Votre tâche
D'après l'extrait sur le nucléaire iranien, quelle est, selon les experts, la principale raison pour laquelle Téhéran souhaite conclure un accord ?

Extrait à lire
Il a également averti que le déclenchement du processus « signifierait la fin du rôle de l’Europe dans le dossier nucléaire iranien ».
M. Araghchi a toutefois déclaré que la voie diplomatique restait ouverte, mais que toute négociation potentielle se limiterait strictement à la question nucléaire et au renforcement de la confiance dans le caractère pacifique du programme nucléaire iranien en échange d’un allègement des sanctions.
Les experts estiment que la levée des sanctions, qui ont durement touché l’économie, est la principale raison pour laquelle Téhéran souhaite conclure un accord avec les États-Unis et les pays européens.
Imposer davantage de sanctions à l’Iran par le biais du mécanisme de snapback torpillerait toute perspective de résolution diplomatique.
L’Iran fait toujours partie à l’accord nucléaire de 2015 et affirme avoir réduit certains de ses engagements en réponse aux graves violations commises par les États-Unis et les signataires européens.

Les données
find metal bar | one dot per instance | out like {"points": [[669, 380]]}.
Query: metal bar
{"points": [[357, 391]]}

Votre réponse
La levée des sanctions, qui ont durement touché l'économie.